▶ **Prompt**: Extract every line of the listing below and reproduce each one verbatim.

Dataset records:
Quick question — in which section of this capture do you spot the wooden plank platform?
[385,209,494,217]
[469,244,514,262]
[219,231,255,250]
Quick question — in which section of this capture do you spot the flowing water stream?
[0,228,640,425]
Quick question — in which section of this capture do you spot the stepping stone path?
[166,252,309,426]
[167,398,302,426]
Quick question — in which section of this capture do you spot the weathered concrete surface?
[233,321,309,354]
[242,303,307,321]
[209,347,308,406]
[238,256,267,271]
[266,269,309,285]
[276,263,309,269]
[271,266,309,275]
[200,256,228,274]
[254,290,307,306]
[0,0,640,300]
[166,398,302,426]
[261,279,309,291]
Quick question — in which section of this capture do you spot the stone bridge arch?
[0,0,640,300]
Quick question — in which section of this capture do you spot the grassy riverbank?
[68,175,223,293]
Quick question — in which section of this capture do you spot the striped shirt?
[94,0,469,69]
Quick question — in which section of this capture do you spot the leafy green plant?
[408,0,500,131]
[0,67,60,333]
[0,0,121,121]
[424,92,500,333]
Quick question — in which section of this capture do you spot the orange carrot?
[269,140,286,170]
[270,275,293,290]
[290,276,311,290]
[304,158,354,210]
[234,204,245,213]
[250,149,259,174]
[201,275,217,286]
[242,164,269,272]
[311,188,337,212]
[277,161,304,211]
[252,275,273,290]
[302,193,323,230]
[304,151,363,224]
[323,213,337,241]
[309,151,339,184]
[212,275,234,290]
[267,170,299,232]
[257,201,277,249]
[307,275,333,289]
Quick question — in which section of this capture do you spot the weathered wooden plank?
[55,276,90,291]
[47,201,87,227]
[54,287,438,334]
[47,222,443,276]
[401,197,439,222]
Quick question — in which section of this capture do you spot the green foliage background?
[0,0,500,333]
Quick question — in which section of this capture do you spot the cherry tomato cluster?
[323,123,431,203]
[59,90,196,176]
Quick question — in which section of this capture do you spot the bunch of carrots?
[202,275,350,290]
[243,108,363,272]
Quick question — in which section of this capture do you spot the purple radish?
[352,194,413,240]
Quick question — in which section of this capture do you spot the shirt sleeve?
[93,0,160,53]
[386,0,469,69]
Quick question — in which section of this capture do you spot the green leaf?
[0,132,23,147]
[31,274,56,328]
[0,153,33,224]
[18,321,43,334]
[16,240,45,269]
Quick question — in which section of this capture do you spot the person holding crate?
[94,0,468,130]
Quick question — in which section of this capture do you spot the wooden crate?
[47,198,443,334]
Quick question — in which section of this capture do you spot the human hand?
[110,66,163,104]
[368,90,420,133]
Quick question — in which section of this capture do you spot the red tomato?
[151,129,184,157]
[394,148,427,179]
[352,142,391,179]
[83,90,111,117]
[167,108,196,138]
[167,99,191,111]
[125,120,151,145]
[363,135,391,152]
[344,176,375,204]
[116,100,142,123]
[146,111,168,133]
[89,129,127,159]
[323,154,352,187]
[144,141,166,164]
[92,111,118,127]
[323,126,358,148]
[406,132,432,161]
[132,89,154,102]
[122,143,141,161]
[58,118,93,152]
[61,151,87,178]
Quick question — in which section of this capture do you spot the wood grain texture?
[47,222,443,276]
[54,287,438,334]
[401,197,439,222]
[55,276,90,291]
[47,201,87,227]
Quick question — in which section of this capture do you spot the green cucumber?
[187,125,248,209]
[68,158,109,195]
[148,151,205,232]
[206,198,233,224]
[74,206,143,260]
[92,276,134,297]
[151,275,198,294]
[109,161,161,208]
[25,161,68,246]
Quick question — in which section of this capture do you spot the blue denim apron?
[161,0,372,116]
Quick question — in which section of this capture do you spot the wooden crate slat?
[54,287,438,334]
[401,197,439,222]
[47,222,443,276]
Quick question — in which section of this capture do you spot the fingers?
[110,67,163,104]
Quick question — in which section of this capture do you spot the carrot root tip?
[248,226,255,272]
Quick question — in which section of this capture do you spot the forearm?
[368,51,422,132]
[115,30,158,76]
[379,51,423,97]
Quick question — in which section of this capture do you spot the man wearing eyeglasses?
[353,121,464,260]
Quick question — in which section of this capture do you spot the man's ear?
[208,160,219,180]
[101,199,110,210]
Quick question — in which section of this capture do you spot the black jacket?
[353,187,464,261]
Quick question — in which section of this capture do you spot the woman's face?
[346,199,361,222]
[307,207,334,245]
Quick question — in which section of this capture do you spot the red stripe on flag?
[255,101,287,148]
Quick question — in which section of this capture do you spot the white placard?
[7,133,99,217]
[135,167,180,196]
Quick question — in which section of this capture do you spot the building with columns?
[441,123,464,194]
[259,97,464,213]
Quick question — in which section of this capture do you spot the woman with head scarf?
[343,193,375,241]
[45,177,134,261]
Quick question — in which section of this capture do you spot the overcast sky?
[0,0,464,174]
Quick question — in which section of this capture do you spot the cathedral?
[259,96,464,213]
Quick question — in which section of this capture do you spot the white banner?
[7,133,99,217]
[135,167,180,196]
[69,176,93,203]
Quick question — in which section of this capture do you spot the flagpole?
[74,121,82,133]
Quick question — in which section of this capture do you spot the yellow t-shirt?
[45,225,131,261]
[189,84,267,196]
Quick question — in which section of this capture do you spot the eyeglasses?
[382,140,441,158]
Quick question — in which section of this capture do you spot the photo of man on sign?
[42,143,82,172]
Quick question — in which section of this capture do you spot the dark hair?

▶ **The reply**:
Quick question — in which section of this capture do you spot the wooden plank platform?
[385,209,494,217]
[469,244,514,262]
[219,231,255,250]
Quick question — in which section of this capture do you spot the flowing water stream?
[0,228,640,425]
Quick question — in which section of this capture do you spot the stepping stone path?
[166,252,309,426]
[167,398,302,426]
Quick question — in which section of this capture do you spot the weathered concrete surface?
[233,321,309,354]
[242,303,307,321]
[209,347,308,406]
[238,256,267,271]
[266,269,309,285]
[276,263,309,269]
[271,266,309,275]
[200,256,228,274]
[254,290,307,306]
[0,0,640,300]
[166,398,302,426]
[261,279,309,291]
Quick question — in which section of this capture do you spot the stone bridge arch?
[0,0,640,300]
Quick question — in which section of this capture do you spot the grassy riverbank?
[68,175,223,293]
Quick question — in which section of this capture do you spot the striped shirt?
[94,0,469,69]
Quick question — in which section of this capture do you spot the leafy green plant?
[408,0,500,131]
[0,67,60,333]
[0,0,121,121]
[424,92,500,333]
Quick question — in which section of this capture do you spot the orange carrot?
[269,140,286,170]
[270,275,293,290]
[290,276,311,290]
[304,158,354,210]
[234,204,245,213]
[250,149,259,174]
[201,275,217,286]
[242,164,269,272]
[311,188,337,212]
[277,161,304,211]
[252,275,273,290]
[302,193,323,230]
[304,151,363,224]
[323,213,337,241]
[309,151,339,184]
[212,275,234,290]
[267,170,299,232]
[257,201,277,249]
[307,275,333,289]
Quick question — in which section of this capture do you spot the weathered wooden plank?
[55,276,90,291]
[47,201,87,227]
[54,287,438,334]
[47,222,443,276]
[401,197,439,222]
Quick question — in which section of this capture do you spot the green foliage background?
[0,0,500,333]
Quick question — in which section of this capture do you spot the cherry tomato cluster?
[323,123,431,203]
[59,90,196,176]
Quick question — in which section of this capture do you spot the bunch of carrots?
[202,275,350,290]
[243,108,363,272]
Quick question — in which section of this capture do you spot the purple radish?
[352,194,413,240]
Quick question — in which section of this capture do you spot the shirt sleeve?
[93,0,160,53]
[386,0,469,69]
Quick question — in which section of this capture do you spot the green leaf?
[0,132,23,147]
[31,274,56,328]
[0,153,33,224]
[18,321,43,334]
[16,240,45,269]
Quick question — in which section of this capture do you spot the person holding crate?
[94,0,468,130]
Quick question — in which section of this capture do you spot the wooden crate?
[47,198,443,334]
Quick question — in which section of this capture do you spot the human hand?
[110,66,163,104]
[368,90,420,133]
Quick question — in which section of this capture do you spot the red tomato?
[151,129,184,157]
[394,148,427,179]
[352,142,391,179]
[83,90,111,117]
[167,108,196,138]
[167,99,191,111]
[125,120,151,145]
[363,135,391,152]
[344,176,375,204]
[116,100,142,123]
[146,111,168,133]
[89,129,127,159]
[323,154,352,187]
[144,141,166,164]
[92,111,118,127]
[323,126,358,148]
[406,132,432,161]
[132,89,154,102]
[122,143,141,161]
[58,118,93,152]
[61,151,87,178]
Quick question — in which section of this capture do you spot the wood grain texture?
[47,222,443,276]
[54,287,438,334]
[401,197,439,222]
[55,276,90,291]
[47,201,87,227]
Quick question — in which section of this capture do you spot the green cucumber?
[187,125,248,209]
[68,158,109,195]
[148,151,205,232]
[206,198,233,224]
[74,206,143,260]
[92,276,134,297]
[151,275,198,294]
[109,161,161,208]
[25,161,68,246]
Quick question — in which section of this capture do you spot the blue denim apron?
[161,0,372,116]
Quick question — in which section of this capture do you spot the wooden crate slat?
[54,287,438,334]
[401,197,439,222]
[47,222,443,276]
Quick question — in which section of this capture do you spot the fingers?
[110,67,163,104]
Quick question — in which section of this capture do you spot the carrot root tip?
[248,226,255,272]
Quick question — in which section of this capture do you spot the forearm?
[368,51,422,132]
[115,30,158,76]
[379,51,423,97]
Quick question — in which section of this capture do you spot the man wearing eyeglasses?
[353,121,464,260]
Quick question — in which section of this capture do you spot the man's ear?
[208,160,219,180]
[101,199,110,210]
Quick question — in which section of this capture do you spot the black jacket?
[353,187,464,261]
Quick question — in which section of this capture do you spot the woman's face?
[346,199,361,222]
[307,207,334,245]
Quick question — in which section of this capture do you spot the red stripe on flag?
[255,101,287,148]
Quick question — in which section of this capture do you spot the white placard?
[7,133,99,217]
[135,167,180,196]
Quick question — in which section of this capture do you spot the building with columns?
[441,123,464,194]
[259,97,464,213]
Quick question — in which section of this capture do you spot the woman with head scarf?
[343,193,375,241]
[45,177,134,261]
Quick question — in which section of this capture do you spot the overcast sky?
[0,0,464,174]
Quick question — in which section of this capture do you spot the cathedral?
[259,96,464,213]
Quick question — in which section of this capture do you spot the white banner?
[7,133,99,217]
[135,167,180,196]
[69,176,93,203]
Quick question — in which section of this capture do you spot the flagpole?
[74,121,82,133]
Quick question — in which section of this capture do you spot the yellow t-shirt?
[45,225,131,261]
[189,84,267,196]
Quick question — in which section of this capture do you spot the eyeglasses?
[382,140,441,158]
Quick question — in which section of this capture do you spot the photo of man on sign?
[42,143,82,172]
Quick question — in which section of this capture do you spot the dark hair?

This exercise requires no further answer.